GIVEN INSTRUCTION:
Render every one of the lines below as a Markdown table with the columns Number and Line, numbering the rows and skipping blank lines. Leave the pictures out of the table.

DATA PROVIDED:
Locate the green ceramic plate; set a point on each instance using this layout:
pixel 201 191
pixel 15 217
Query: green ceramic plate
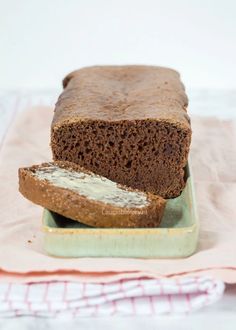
pixel 175 238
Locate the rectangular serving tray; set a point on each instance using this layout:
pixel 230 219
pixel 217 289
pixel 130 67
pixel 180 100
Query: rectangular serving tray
pixel 176 237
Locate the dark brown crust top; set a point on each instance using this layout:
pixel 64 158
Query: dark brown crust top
pixel 117 93
pixel 70 204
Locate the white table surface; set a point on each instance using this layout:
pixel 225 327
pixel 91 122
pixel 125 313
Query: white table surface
pixel 221 315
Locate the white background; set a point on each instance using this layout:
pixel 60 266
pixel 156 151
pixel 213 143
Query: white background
pixel 42 40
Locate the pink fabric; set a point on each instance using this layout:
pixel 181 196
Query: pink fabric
pixel 214 164
pixel 129 297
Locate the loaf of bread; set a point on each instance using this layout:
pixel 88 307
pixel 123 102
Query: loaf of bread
pixel 78 194
pixel 127 123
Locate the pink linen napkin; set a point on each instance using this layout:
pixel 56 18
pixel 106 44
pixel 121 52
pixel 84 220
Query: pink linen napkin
pixel 22 258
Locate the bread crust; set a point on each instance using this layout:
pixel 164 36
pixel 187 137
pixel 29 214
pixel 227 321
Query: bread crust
pixel 127 123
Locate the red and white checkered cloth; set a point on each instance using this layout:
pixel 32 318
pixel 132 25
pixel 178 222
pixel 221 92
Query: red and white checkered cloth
pixel 129 297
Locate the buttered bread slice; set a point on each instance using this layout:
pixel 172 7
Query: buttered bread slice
pixel 79 194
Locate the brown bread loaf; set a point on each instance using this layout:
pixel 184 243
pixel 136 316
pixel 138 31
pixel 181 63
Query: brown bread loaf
pixel 127 123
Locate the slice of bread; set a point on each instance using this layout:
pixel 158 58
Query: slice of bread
pixel 79 194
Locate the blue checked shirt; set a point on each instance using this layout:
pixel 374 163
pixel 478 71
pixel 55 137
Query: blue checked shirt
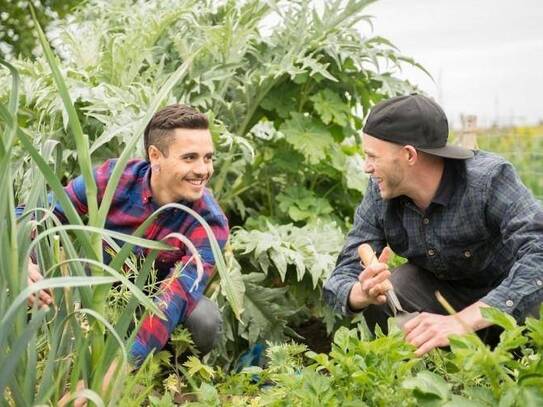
pixel 483 229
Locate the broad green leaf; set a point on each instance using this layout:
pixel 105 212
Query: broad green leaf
pixel 427 386
pixel 308 136
pixel 330 107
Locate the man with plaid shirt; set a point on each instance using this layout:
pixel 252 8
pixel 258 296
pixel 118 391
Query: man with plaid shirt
pixel 179 151
pixel 467 225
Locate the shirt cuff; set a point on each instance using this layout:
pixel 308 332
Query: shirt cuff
pixel 343 296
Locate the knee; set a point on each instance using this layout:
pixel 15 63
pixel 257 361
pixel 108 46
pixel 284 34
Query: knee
pixel 204 325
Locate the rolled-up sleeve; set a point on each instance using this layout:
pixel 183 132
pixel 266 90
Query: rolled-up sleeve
pixel 367 228
pixel 519 217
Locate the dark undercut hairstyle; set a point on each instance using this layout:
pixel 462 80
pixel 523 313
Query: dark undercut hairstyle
pixel 158 131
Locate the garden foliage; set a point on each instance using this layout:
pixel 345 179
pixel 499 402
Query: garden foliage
pixel 286 85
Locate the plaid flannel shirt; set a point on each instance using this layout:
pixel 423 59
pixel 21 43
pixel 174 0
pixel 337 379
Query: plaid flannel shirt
pixel 131 206
pixel 483 228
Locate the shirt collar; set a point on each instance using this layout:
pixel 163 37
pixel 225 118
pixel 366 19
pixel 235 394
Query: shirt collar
pixel 446 186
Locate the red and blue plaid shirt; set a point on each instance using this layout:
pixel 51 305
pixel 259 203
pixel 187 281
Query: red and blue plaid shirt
pixel 132 204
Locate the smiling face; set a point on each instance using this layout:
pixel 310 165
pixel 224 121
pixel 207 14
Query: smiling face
pixel 383 162
pixel 183 171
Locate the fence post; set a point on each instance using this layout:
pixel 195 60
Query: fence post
pixel 468 135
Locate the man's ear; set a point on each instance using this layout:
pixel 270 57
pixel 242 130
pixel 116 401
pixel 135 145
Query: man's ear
pixel 154 153
pixel 411 154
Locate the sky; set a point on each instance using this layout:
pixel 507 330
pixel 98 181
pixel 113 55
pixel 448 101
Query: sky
pixel 486 56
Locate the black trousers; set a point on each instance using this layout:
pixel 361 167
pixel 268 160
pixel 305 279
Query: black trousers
pixel 416 289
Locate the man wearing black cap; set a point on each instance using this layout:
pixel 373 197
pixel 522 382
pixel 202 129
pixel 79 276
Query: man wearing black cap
pixel 468 226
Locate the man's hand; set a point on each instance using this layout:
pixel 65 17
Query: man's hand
pixel 372 284
pixel 429 331
pixel 44 297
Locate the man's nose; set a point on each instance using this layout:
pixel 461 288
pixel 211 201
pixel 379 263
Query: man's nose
pixel 202 168
pixel 367 167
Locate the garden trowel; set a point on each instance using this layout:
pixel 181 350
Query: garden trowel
pixel 368 257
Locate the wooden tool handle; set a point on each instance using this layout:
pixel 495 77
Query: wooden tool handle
pixel 368 257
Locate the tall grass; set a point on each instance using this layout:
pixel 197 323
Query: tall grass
pixel 45 352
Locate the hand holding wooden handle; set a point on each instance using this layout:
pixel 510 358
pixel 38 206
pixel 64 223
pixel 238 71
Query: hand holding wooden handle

THE REPLY:
| Number | Line |
|---|---|
| 1 | Locate the green ceramic plate; set a point on each instance using this layout: |
| 2 | pixel 201 191 |
| 3 | pixel 15 217 |
| 4 | Query: green ceramic plate |
| 5 | pixel 175 238 |
| 6 | Locate the rectangular serving tray; set a point on each instance using this layout: |
| 7 | pixel 230 219 |
| 8 | pixel 217 289 |
| 9 | pixel 130 67 |
| 10 | pixel 180 100 |
| 11 | Query: rectangular serving tray |
| 12 | pixel 176 237 |
| 13 | Locate the dark brown crust top; set a point on each instance using this layout: |
| 14 | pixel 64 158 |
| 15 | Query: dark brown crust top |
| 16 | pixel 117 93 |
| 17 | pixel 70 204 |
| 18 | Locate the white table surface; set a point on each instance using this layout: |
| 19 | pixel 225 327 |
| 20 | pixel 91 122 |
| 21 | pixel 125 313 |
| 22 | Query: white table surface |
| 23 | pixel 221 315 |
| 24 | Locate the white background; set a point on each instance using this layout: |
| 25 | pixel 60 266 |
| 26 | pixel 156 151 |
| 27 | pixel 213 143 |
| 28 | Query: white background |
| 29 | pixel 42 40 |
| 30 | Locate the pink fabric; set a point on each instance using this layout: |
| 31 | pixel 181 196 |
| 32 | Query: pink fabric |
| 33 | pixel 214 164 |
| 34 | pixel 129 297 |
| 35 | Locate the loaf of bread; set a point on each instance using this layout: |
| 36 | pixel 88 307 |
| 37 | pixel 123 102 |
| 38 | Query: loaf of bread |
| 39 | pixel 78 194 |
| 40 | pixel 127 123 |
| 41 | Locate the pink linen napkin; set a point on each instance using this layout: |
| 42 | pixel 56 18 |
| 43 | pixel 106 44 |
| 44 | pixel 121 52 |
| 45 | pixel 84 220 |
| 46 | Query: pink linen napkin |
| 47 | pixel 22 258 |
| 48 | Locate the bread crust; set a point on each instance using this layout: |
| 49 | pixel 164 36 |
| 50 | pixel 187 137 |
| 51 | pixel 29 214 |
| 52 | pixel 227 321 |
| 53 | Query: bread crust |
| 54 | pixel 127 123 |
| 55 | Locate the red and white checkered cloth; set a point on each instance using this layout: |
| 56 | pixel 32 318 |
| 57 | pixel 132 25 |
| 58 | pixel 178 222 |
| 59 | pixel 221 92 |
| 60 | Query: red and white checkered cloth |
| 61 | pixel 129 297 |
| 62 | Locate the buttered bread slice; set a point on each instance using this layout: |
| 63 | pixel 172 7 |
| 64 | Query: buttered bread slice |
| 65 | pixel 79 194 |
| 66 | Locate the brown bread loaf; set a point on each instance using this layout: |
| 67 | pixel 184 243 |
| 68 | pixel 136 316 |
| 69 | pixel 138 31 |
| 70 | pixel 181 63 |
| 71 | Query: brown bread loaf |
| 72 | pixel 127 123 |
| 73 | Locate the slice of bread; set a point on each instance using this layout: |
| 74 | pixel 158 58 |
| 75 | Query: slice of bread |
| 76 | pixel 79 194 |
| 77 | Locate the blue checked shirt; set a point on each instance using this layout: |
| 78 | pixel 374 163 |
| 79 | pixel 478 71 |
| 80 | pixel 55 137 |
| 81 | Query: blue checked shirt |
| 82 | pixel 483 229 |
| 83 | Locate the broad green leaf; set a point on each instance using this layout: |
| 84 | pixel 105 212 |
| 85 | Query: broad green leaf |
| 86 | pixel 427 386 |
| 87 | pixel 308 136 |
| 88 | pixel 330 107 |
| 89 | Locate the man with plaid shirt; set a point on each instance using this layout: |
| 90 | pixel 252 8 |
| 91 | pixel 258 296 |
| 92 | pixel 118 391 |
| 93 | Query: man with plaid shirt |
| 94 | pixel 179 151 |
| 95 | pixel 467 225 |
| 96 | Locate the shirt cuff; set a point on each instance using this layout: |
| 97 | pixel 308 332 |
| 98 | Query: shirt cuff |
| 99 | pixel 343 296 |
| 100 | Locate the knee; set a point on each instance using this layout: |
| 101 | pixel 15 63 |
| 102 | pixel 257 361 |
| 103 | pixel 108 46 |
| 104 | pixel 284 34 |
| 105 | Query: knee |
| 106 | pixel 204 325 |
| 107 | Locate the rolled-up sleeve; set a point on each instance using this layout: |
| 108 | pixel 183 132 |
| 109 | pixel 266 90 |
| 110 | Query: rolled-up sleeve |
| 111 | pixel 367 228 |
| 112 | pixel 519 217 |
| 113 | Locate the dark undercut hairstyle; set a point on each instance using this layout: |
| 114 | pixel 462 80 |
| 115 | pixel 523 313 |
| 116 | Query: dark undercut hairstyle |
| 117 | pixel 158 131 |
| 118 | Locate the garden foliage; set a point on each instance using this layout: |
| 119 | pixel 345 179 |
| 120 | pixel 499 402 |
| 121 | Query: garden foliage |
| 122 | pixel 286 85 |
| 123 | Locate the plaid flannel shirt; set a point on each instance using this layout: |
| 124 | pixel 423 59 |
| 125 | pixel 21 43 |
| 126 | pixel 174 0 |
| 127 | pixel 337 379 |
| 128 | Query: plaid flannel shirt |
| 129 | pixel 131 206 |
| 130 | pixel 483 228 |
| 131 | Locate the shirt collar; set a point on each instance using this layout: |
| 132 | pixel 163 37 |
| 133 | pixel 225 118 |
| 134 | pixel 366 19 |
| 135 | pixel 235 394 |
| 136 | Query: shirt collar |
| 137 | pixel 446 186 |
| 138 | Locate the red and blue plaid shirt; set a point on each instance using this layout: |
| 139 | pixel 51 305 |
| 140 | pixel 259 203 |
| 141 | pixel 187 281 |
| 142 | Query: red and blue plaid shirt |
| 143 | pixel 132 204 |
| 144 | Locate the smiling face; set a point on each instance using this layout: |
| 145 | pixel 310 165 |
| 146 | pixel 224 121 |
| 147 | pixel 207 14 |
| 148 | Query: smiling face |
| 149 | pixel 383 162 |
| 150 | pixel 183 171 |
| 151 | Locate the fence post; set a point on each instance using this layout: |
| 152 | pixel 195 60 |
| 153 | Query: fence post |
| 154 | pixel 468 135 |
| 155 | Locate the man's ear; set a point on each instance using this layout: |
| 156 | pixel 270 57 |
| 157 | pixel 242 130 |
| 158 | pixel 116 401 |
| 159 | pixel 135 145 |
| 160 | Query: man's ear |
| 161 | pixel 154 153 |
| 162 | pixel 411 154 |
| 163 | Locate the sky; set a point on each instance using this layout: |
| 164 | pixel 507 330 |
| 165 | pixel 98 181 |
| 166 | pixel 113 55 |
| 167 | pixel 448 101 |
| 168 | Query: sky |
| 169 | pixel 486 56 |
| 170 | Locate the black trousers; set a point on each instance using this layout: |
| 171 | pixel 361 167 |
| 172 | pixel 268 160 |
| 173 | pixel 305 279 |
| 174 | Query: black trousers |
| 175 | pixel 416 289 |
| 176 | Locate the man wearing black cap; set a point on each instance using this layout: |
| 177 | pixel 373 197 |
| 178 | pixel 522 382 |
| 179 | pixel 202 129 |
| 180 | pixel 79 276 |
| 181 | Query: man wearing black cap |
| 182 | pixel 468 226 |
| 183 | Locate the man's hand; set a point on each instance using this layout: |
| 184 | pixel 65 17 |
| 185 | Query: man's hand |
| 186 | pixel 372 284 |
| 187 | pixel 429 331 |
| 188 | pixel 44 297 |
| 189 | Locate the man's nose; set a point on each instance using this layout: |
| 190 | pixel 461 288 |
| 191 | pixel 211 201 |
| 192 | pixel 379 263 |
| 193 | Query: man's nose |
| 194 | pixel 202 168 |
| 195 | pixel 367 167 |
| 196 | Locate the garden trowel; set a point on each instance using this layout: |
| 197 | pixel 181 350 |
| 198 | Query: garden trowel |
| 199 | pixel 368 257 |
| 200 | Locate the wooden tool handle; set a point on each instance using this layout: |
| 201 | pixel 495 77 |
| 202 | Query: wooden tool handle |
| 203 | pixel 368 257 |
| 204 | Locate the tall grass; set a point on each instance using this layout: |
| 205 | pixel 197 323 |
| 206 | Query: tall grass |
| 207 | pixel 45 352 |
| 208 | Locate the hand holding wooden handle; set a point on each instance using this layout: |
| 209 | pixel 510 358 |
| 210 | pixel 38 206 |
| 211 | pixel 64 223 |
| 212 | pixel 238 71 |
| 213 | Query: hand holding wooden handle |